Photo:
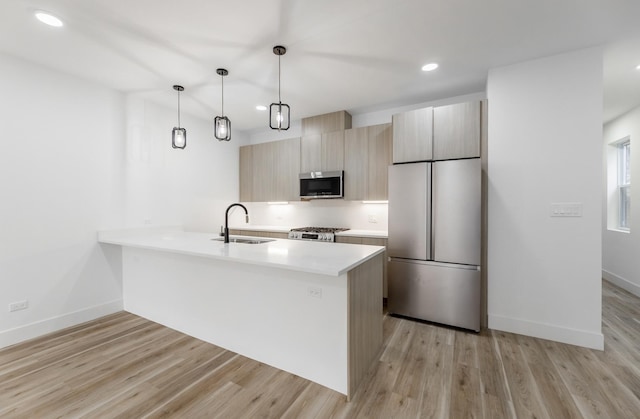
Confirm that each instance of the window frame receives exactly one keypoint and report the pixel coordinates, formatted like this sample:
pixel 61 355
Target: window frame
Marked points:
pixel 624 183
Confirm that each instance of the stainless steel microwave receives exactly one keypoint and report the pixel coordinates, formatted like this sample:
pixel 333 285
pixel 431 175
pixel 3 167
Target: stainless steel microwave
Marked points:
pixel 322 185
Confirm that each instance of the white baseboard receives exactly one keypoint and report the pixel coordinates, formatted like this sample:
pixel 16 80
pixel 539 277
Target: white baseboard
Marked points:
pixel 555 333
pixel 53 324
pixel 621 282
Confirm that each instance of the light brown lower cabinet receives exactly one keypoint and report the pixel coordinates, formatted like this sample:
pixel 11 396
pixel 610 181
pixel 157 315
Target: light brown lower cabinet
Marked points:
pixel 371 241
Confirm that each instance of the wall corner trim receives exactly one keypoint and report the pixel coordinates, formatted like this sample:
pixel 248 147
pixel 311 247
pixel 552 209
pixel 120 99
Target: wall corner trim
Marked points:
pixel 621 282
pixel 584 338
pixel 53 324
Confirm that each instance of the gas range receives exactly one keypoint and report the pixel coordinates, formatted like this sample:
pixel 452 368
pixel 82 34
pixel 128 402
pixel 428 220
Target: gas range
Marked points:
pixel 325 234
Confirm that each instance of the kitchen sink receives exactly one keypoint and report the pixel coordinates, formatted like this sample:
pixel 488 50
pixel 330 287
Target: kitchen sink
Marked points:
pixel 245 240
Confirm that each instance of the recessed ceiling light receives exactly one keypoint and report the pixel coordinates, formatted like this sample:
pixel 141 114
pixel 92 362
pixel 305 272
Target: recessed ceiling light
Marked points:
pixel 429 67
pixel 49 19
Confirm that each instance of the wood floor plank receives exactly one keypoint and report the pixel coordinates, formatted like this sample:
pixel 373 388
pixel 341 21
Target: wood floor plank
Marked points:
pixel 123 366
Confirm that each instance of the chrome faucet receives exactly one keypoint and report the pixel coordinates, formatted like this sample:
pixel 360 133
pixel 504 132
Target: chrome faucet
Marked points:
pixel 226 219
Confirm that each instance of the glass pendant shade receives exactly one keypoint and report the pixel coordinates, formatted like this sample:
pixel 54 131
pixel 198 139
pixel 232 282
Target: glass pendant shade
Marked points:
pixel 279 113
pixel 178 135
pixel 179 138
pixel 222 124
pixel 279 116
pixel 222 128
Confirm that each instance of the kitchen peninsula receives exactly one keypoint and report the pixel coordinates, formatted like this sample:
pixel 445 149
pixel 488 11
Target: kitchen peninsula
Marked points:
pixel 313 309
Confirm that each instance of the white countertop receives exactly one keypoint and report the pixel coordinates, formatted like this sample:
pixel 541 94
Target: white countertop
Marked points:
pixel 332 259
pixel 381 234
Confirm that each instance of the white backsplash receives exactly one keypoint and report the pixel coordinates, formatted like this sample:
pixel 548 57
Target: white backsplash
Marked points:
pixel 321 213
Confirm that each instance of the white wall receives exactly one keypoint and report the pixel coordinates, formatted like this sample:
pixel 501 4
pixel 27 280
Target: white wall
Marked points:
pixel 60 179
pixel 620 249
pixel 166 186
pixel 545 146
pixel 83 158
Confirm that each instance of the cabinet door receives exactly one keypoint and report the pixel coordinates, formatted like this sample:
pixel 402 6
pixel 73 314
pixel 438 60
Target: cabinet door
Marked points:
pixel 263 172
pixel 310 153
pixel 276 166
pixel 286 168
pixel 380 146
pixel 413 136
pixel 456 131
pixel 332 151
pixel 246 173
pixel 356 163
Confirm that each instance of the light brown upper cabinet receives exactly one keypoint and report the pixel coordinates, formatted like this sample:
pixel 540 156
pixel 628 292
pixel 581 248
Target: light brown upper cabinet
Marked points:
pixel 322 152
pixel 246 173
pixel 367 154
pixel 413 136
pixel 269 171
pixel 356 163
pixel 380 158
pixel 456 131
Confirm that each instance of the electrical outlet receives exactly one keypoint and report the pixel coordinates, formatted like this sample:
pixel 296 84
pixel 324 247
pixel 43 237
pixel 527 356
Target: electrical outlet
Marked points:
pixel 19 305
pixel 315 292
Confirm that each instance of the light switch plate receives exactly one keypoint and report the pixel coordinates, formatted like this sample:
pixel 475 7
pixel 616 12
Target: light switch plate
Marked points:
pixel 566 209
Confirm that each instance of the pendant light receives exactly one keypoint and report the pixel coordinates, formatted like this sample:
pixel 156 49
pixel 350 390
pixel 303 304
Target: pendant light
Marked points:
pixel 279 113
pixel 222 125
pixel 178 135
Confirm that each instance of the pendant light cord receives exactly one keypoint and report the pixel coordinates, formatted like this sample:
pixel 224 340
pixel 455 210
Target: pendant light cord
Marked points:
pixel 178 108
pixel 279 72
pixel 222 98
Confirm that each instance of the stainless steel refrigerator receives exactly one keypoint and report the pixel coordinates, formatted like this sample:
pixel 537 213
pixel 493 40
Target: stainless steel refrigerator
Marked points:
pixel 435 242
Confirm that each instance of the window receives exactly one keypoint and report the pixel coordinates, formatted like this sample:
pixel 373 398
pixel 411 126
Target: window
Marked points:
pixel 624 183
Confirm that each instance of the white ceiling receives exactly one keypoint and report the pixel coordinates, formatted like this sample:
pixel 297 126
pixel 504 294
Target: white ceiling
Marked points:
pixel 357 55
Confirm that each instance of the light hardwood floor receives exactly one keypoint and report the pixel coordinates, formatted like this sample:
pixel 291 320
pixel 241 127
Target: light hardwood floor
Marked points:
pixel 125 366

┄┄┄┄┄┄

Put every line of the items above into a numbered list, skipping blank lines and omitting the pictures.

1. Photo:
2. Confirm that each instance of the window frame receives exactly one keypoint and report the pixel coordinates, formatted like this sample:
3. pixel 61 355
4. Target: window frame
5. Marked points:
6. pixel 624 183
7. Confirm that each instance of the stainless steel microwave receives exactly one keypoint and report the pixel coordinates, formatted like this sample:
8. pixel 333 285
9. pixel 431 175
10. pixel 3 167
11. Target: stainless steel microwave
12. Marked points:
13. pixel 322 185
14. Confirm that each instance of the white baseboard receives exactly one keypoint and report the pixel coordinates, formatted like this sample:
15. pixel 16 80
16. pixel 539 277
17. Target: white baseboard
18. Marked points:
19. pixel 555 333
20. pixel 53 324
21. pixel 621 282
22. Confirm that each instance of the light brown lower cabinet receives exactly one keypoint and report the pixel coordinates, formatted like this sample:
23. pixel 11 396
24. pixel 610 181
25. pixel 157 315
26. Target: light brown lower cabinet
27. Marked points:
28. pixel 371 241
29. Confirm that each instance of the wall corner trim receives exactly one keypoint and report the pixel coordinates, formatted like this sample:
30. pixel 248 147
31. pixel 311 247
32. pixel 552 209
33. pixel 120 99
34. Target: wall corner trim
35. Marked points:
36. pixel 621 282
37. pixel 584 338
38. pixel 53 324
39. Confirm that each instance of the gas range receives exactly one keypoint and report the pixel coordinates, formatted like this sample:
40. pixel 452 368
41. pixel 82 34
42. pixel 128 402
43. pixel 428 220
44. Target: gas range
45. Marked points:
46. pixel 325 234
47. Confirm that each instance of the kitchen sink receives exactly one keypoint and report the pixel coordinates, formatted like this sample:
48. pixel 488 50
49. pixel 330 287
50. Target: kitchen sink
51. Marked points:
52. pixel 245 240
53. Confirm that each instance of the recessed ceiling light receives exactly one keypoint and report the pixel coordinates, formatted like this sample:
54. pixel 141 114
55. pixel 92 362
56. pixel 305 272
57. Target: recessed ceiling light
58. Marked points:
59. pixel 429 67
60. pixel 49 19
61. Confirm that each instance of the wood floor plank receives exactly one keypoint and report the pixel coordinates, formatted like this sample:
62. pixel 373 388
63. pixel 341 21
64. Target: wood floor plank
65. Marked points:
66. pixel 123 366
67. Confirm that each instance of the chrome faucet receives exactly one keypoint and report the pixel coordinates, formatted like this sample:
68. pixel 360 133
69. pixel 504 132
70. Target: chrome faucet
71. Marked points:
72. pixel 226 219
73. Confirm that each instance of the glass pendant shade receives exactly one keypoint and report the pixel coordinates, formatted like this sample:
74. pixel 54 131
75. pixel 198 139
76. pixel 232 282
77. Target: glass pendant shade
78. Marked points:
79. pixel 279 113
80. pixel 178 135
81. pixel 179 138
82. pixel 222 124
83. pixel 279 116
84. pixel 222 128
85. Confirm that each instance of the kitchen peninsula receives exactly one keypoint and report the pixel coordinates, formatted like this sample:
86. pixel 445 149
87. pixel 488 11
88. Target: kitchen peninsula
89. Marked points:
90. pixel 313 309
91. Confirm that each instance of the white countertop receives exactly one keypoint and report the pixel coordinates, formatted like this sample:
92. pixel 541 94
93. Target: white countertop
94. Marked points:
95. pixel 332 259
96. pixel 381 234
97. Confirm that each instance of the white backsplash receives exactly one keypoint and report the pixel coordinates, formatted like this sample:
98. pixel 548 57
99. Target: white backsplash
100. Marked points:
101. pixel 321 213
102. Confirm that each instance of the white wall receives exactly one keypoint and report the pixel coordinates, formatted like this sample:
103. pixel 501 4
104. pixel 27 280
105. Target: white wall
106. Marked points:
107. pixel 60 179
108. pixel 620 249
109. pixel 166 186
110. pixel 545 146
111. pixel 83 158
112. Confirm that each instance of the cabinet door receives exactly one keypoint and report the pixel coordinates, formatted like this sample:
113. pixel 402 6
114. pixel 73 314
115. pixel 438 60
116. Target: cabinet door
117. Marked points:
118. pixel 263 172
119. pixel 310 153
120. pixel 276 166
121. pixel 286 168
122. pixel 380 146
123. pixel 413 136
124. pixel 456 131
125. pixel 332 151
126. pixel 246 173
127. pixel 356 163
128. Confirm that each instance of the light brown upper cabinet receives exactly one keypoint and report the pixel coordinates, formatted like this sample:
129. pixel 540 156
130. pixel 628 292
131. pixel 581 248
132. Target: light brown upper cabinet
133. Marked points:
134. pixel 322 152
135. pixel 246 173
136. pixel 367 154
137. pixel 413 136
138. pixel 269 171
139. pixel 356 163
140. pixel 380 158
141. pixel 456 131
142. Confirm that each instance of the electrical outlet receives exactly one keypoint and report the pixel coordinates, formatted like this sample:
143. pixel 296 84
144. pixel 324 247
145. pixel 43 237
146. pixel 527 356
147. Target: electrical outlet
148. Marked points:
149. pixel 19 305
150. pixel 315 292
151. Confirm that each instance of the light switch plate receives exactly one keypoint and report the pixel coordinates, formatted like this sample:
152. pixel 475 7
153. pixel 616 12
154. Target: light switch plate
155. Marked points:
156. pixel 566 209
157. Confirm that each instance of the pendant light receives exactly one keypoint and report the pixel coordinates, formatted like this sample:
158. pixel 156 49
159. pixel 350 390
160. pixel 303 304
161. Target: pendant light
162. Marked points:
163. pixel 279 113
164. pixel 222 125
165. pixel 178 135
166. Confirm that each instance of the pendant light cord receives exactly one keypoint and report the pixel coordinates, formatted like this sample:
167. pixel 224 340
168. pixel 455 210
169. Target: pendant light cord
170. Marked points:
171. pixel 178 108
172. pixel 279 72
173. pixel 222 98
174. Confirm that each instance of the stainless steel refrigerator receives exactly one keypoint and report the pixel coordinates, formatted like this sample:
175. pixel 537 213
176. pixel 493 40
177. Target: stainless steel refrigerator
178. Marked points:
179. pixel 435 242
180. Confirm that each instance of the window receives exactly one keypoint and report the pixel coordinates, formatted like this sample:
181. pixel 373 398
182. pixel 411 126
183. Target: window
184. Marked points:
185. pixel 624 183
186. Confirm that each instance of the white ceiling receives exactly one keypoint and report the pixel coordinates, formatted like this sample:
187. pixel 297 126
188. pixel 504 294
189. Target: white ceiling
190. Marked points:
191. pixel 357 55
192. Confirm that each instance of the light hardwood floor receives exactly one keypoint and report the pixel coordinates, formatted like this sample:
193. pixel 291 320
194. pixel 241 127
195. Target: light hardwood floor
196. Marked points:
197. pixel 125 366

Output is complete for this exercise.